Problem to solve:
Copy the listing word for word from its first line up to and including the line with "[[768, 159]]". Leave out the pictures.

Data provided:
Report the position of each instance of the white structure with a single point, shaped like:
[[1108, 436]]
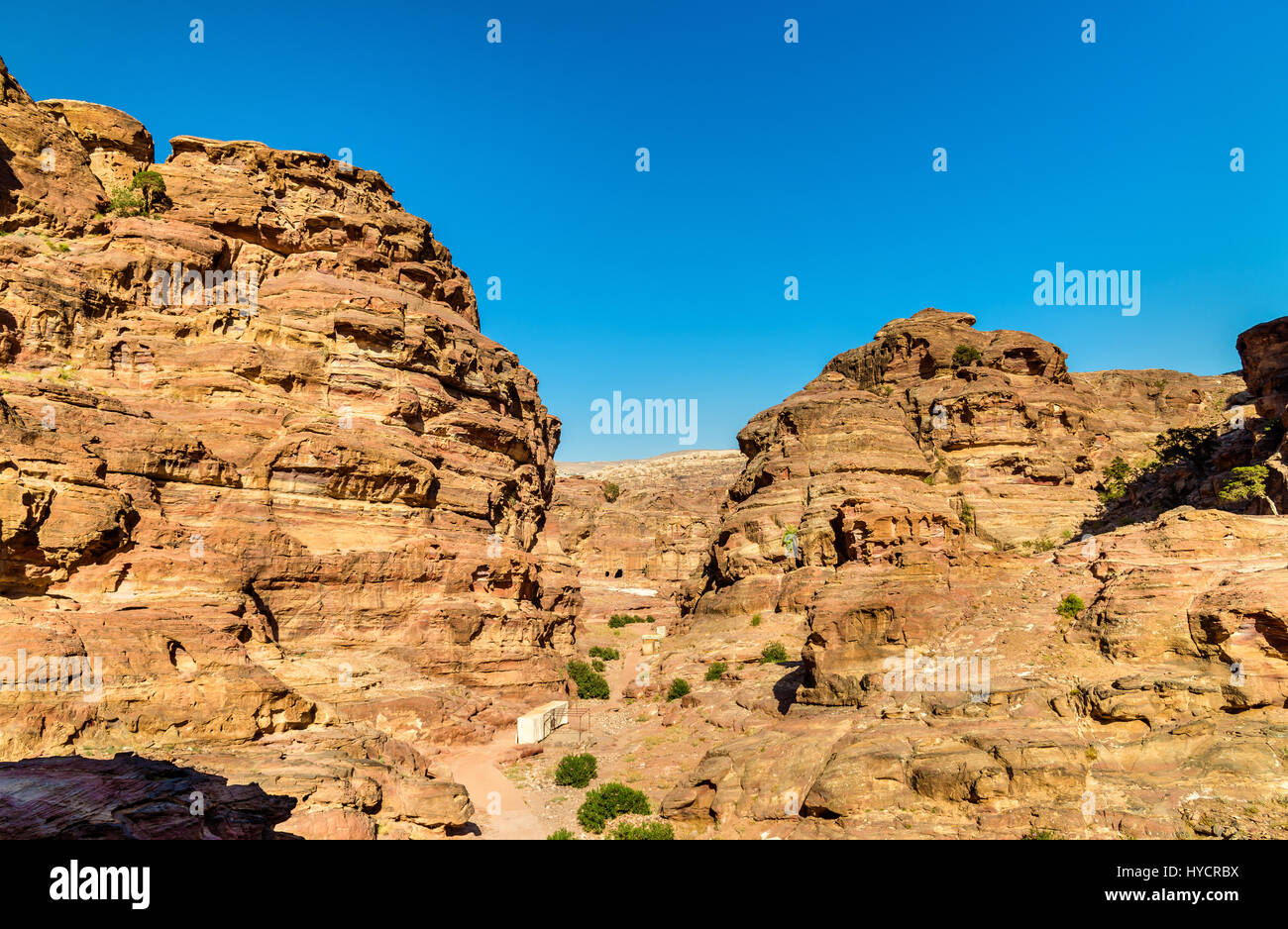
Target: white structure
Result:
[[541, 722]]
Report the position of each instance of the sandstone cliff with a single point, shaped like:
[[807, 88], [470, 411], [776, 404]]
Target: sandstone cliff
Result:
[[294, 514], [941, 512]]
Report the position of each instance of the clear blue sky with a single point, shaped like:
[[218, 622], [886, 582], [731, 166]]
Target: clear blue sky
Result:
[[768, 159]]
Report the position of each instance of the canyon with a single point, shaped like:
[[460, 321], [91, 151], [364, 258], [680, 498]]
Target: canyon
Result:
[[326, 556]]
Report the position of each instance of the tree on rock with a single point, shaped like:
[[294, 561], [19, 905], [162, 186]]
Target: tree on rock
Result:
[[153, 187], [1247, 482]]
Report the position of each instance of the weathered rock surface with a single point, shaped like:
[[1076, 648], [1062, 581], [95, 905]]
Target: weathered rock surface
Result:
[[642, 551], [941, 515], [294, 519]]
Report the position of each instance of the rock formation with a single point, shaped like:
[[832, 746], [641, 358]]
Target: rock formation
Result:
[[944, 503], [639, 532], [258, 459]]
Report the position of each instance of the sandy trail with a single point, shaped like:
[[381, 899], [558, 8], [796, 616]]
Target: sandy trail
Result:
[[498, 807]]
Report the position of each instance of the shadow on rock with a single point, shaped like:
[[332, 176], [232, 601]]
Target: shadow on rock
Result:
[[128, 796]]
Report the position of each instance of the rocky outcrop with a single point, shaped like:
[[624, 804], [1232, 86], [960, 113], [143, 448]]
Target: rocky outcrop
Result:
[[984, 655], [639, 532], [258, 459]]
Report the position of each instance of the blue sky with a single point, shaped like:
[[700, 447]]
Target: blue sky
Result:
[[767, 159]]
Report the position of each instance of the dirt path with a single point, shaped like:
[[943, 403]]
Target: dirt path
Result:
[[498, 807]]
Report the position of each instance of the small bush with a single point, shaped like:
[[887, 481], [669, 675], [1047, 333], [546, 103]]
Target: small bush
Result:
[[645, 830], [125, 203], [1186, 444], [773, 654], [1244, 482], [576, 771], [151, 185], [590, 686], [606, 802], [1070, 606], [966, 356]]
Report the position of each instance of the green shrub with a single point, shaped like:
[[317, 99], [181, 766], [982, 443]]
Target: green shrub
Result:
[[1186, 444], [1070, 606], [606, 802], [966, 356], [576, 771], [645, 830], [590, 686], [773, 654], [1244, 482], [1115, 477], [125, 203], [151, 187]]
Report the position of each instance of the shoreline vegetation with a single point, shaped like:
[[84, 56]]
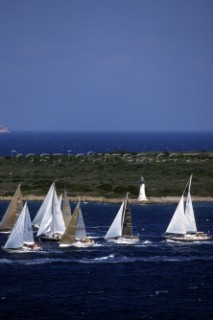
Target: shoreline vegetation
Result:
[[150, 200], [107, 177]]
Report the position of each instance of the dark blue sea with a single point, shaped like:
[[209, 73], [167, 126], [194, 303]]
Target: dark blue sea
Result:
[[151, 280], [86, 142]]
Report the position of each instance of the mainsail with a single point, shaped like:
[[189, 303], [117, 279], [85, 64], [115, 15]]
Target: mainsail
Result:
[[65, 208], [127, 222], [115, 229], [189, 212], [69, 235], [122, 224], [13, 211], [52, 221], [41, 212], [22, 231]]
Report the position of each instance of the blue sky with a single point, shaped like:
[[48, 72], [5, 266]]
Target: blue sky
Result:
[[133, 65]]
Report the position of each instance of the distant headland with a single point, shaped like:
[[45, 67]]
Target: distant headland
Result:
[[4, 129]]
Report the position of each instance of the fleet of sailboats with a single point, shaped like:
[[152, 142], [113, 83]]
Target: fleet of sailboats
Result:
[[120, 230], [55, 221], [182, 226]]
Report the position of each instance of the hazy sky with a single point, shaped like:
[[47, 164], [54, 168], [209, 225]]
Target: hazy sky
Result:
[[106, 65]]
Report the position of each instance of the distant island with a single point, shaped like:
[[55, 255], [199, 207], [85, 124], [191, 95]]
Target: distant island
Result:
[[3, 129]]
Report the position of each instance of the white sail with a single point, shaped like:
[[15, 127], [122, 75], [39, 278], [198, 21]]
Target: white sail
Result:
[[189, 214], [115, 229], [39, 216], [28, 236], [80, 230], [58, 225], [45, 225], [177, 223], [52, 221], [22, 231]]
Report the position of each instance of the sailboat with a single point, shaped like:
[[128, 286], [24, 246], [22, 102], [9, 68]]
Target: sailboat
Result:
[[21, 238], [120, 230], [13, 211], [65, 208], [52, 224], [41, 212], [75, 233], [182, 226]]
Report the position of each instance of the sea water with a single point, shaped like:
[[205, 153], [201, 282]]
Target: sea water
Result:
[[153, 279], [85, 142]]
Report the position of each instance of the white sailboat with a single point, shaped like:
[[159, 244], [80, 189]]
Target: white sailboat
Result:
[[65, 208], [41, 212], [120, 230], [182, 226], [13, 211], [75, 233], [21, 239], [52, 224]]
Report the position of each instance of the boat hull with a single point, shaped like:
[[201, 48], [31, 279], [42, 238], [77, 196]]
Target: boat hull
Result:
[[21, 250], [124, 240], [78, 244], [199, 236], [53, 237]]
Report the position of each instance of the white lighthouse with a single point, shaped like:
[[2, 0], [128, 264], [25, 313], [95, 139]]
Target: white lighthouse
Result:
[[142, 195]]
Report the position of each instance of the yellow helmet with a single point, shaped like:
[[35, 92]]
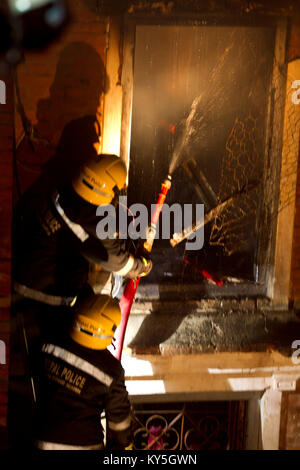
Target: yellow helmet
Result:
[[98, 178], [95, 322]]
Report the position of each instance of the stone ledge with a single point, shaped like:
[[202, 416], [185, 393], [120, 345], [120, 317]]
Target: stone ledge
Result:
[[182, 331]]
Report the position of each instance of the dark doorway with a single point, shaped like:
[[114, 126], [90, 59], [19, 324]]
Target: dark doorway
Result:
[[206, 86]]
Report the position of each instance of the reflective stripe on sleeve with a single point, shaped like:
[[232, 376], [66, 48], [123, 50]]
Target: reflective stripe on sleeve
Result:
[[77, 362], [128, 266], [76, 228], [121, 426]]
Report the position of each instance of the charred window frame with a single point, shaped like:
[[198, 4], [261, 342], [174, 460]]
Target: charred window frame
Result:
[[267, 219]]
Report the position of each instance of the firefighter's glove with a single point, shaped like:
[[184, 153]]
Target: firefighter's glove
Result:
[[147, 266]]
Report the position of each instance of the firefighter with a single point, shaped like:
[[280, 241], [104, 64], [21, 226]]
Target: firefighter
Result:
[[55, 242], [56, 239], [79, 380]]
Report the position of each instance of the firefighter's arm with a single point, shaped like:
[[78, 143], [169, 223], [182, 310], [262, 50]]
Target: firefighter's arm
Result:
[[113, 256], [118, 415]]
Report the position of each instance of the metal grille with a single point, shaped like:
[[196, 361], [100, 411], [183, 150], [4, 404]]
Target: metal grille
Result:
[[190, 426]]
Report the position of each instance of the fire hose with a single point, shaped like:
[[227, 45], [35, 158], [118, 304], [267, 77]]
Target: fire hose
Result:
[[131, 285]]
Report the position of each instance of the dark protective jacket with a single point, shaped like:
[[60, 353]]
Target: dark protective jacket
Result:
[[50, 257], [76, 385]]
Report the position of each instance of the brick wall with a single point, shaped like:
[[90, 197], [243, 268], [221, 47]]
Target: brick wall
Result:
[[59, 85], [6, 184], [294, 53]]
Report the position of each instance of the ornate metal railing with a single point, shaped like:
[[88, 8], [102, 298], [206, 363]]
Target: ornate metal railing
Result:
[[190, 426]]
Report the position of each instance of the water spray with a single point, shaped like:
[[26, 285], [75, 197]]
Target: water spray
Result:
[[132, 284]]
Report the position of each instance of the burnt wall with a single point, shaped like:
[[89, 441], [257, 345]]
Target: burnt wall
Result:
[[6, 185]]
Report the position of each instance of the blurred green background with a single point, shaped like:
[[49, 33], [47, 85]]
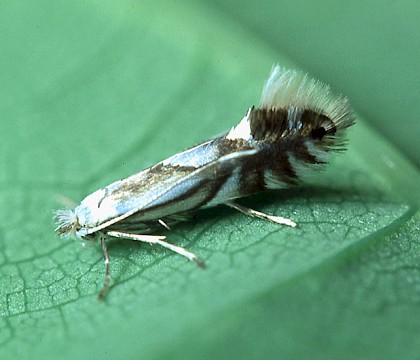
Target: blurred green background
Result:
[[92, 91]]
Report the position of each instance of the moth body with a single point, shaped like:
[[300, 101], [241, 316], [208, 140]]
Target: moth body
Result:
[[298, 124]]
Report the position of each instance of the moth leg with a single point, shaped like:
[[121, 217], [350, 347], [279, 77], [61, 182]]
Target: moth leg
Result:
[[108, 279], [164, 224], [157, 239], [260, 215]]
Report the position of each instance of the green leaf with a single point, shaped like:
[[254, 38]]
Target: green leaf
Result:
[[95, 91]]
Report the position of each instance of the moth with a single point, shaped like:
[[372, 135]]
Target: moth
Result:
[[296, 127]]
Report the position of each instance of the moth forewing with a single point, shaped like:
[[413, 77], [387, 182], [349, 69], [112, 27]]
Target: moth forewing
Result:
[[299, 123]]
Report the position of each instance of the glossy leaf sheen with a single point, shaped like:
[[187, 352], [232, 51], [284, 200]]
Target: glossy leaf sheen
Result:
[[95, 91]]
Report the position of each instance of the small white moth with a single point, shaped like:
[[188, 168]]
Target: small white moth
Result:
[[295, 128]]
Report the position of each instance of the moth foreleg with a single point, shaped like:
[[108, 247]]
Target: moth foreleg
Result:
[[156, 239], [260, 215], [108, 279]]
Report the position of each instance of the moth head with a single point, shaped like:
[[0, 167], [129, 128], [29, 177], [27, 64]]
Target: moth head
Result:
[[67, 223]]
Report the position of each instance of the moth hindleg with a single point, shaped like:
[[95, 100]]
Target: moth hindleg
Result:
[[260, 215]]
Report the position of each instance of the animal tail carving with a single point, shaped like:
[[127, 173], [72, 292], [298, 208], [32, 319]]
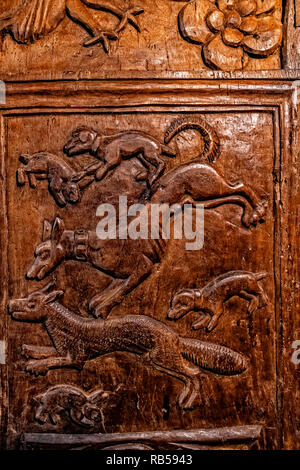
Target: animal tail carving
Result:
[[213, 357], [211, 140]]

Complete response:
Report the position of each instance of the white structure with a single point, shaped like:
[[1108, 436]]
Target: white structure
Result:
[[541, 722]]
Report the position of each instance of the sandstone cliff with a single point, shaped like:
[[807, 88], [470, 411], [776, 404]]
Target: sandstone cliff
Result:
[[294, 514], [941, 512]]
Report the position of each instance of the clear blue sky with a single point, shaped like:
[[218, 622], [886, 582], [731, 166]]
Target: clear blue sky
Result:
[[768, 159]]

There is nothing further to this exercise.